Copy every line in the listing that contains "positive".
################
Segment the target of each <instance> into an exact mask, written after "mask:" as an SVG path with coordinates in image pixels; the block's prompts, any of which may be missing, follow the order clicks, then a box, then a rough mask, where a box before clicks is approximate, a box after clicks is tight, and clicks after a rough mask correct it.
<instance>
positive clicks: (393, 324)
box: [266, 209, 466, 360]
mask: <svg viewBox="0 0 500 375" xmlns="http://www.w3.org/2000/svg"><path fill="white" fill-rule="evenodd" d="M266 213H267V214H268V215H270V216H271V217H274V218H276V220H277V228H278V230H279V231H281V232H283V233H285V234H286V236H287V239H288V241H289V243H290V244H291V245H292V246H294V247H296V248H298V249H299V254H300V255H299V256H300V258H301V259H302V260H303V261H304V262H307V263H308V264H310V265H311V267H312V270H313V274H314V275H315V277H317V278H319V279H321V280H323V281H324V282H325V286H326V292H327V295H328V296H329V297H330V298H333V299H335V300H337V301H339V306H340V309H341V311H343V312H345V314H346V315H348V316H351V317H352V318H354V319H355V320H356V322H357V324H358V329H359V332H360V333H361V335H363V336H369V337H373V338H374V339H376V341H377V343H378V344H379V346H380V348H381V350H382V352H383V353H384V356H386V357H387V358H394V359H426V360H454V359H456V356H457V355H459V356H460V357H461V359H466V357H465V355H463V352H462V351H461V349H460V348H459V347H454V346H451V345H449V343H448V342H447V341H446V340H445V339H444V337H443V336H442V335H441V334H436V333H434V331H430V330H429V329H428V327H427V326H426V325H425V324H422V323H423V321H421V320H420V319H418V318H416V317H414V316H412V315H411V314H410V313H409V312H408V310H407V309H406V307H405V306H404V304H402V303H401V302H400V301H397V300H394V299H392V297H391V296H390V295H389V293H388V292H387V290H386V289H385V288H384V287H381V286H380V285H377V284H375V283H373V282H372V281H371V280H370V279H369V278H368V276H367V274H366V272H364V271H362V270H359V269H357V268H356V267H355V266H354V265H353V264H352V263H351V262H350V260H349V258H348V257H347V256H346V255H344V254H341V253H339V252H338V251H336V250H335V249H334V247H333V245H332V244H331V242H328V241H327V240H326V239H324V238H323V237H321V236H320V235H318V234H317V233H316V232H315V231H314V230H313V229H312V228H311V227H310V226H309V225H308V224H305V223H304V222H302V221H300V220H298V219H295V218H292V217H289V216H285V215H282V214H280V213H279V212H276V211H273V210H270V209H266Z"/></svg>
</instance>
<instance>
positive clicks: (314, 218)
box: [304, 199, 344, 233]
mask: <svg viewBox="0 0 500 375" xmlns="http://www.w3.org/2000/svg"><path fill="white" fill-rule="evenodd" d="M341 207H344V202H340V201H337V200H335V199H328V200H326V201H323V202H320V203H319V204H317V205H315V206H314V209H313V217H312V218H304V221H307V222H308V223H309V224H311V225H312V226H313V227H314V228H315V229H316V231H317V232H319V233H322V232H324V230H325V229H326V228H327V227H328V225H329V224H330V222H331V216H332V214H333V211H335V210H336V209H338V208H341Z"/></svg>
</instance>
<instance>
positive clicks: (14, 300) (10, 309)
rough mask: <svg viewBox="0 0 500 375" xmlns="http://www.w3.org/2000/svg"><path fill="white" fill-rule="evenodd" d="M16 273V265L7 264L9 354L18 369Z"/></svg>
################
**Exercise result:**
positive clicks: (393, 324)
positive clicks: (314, 218)
positive clicks: (14, 300) (10, 309)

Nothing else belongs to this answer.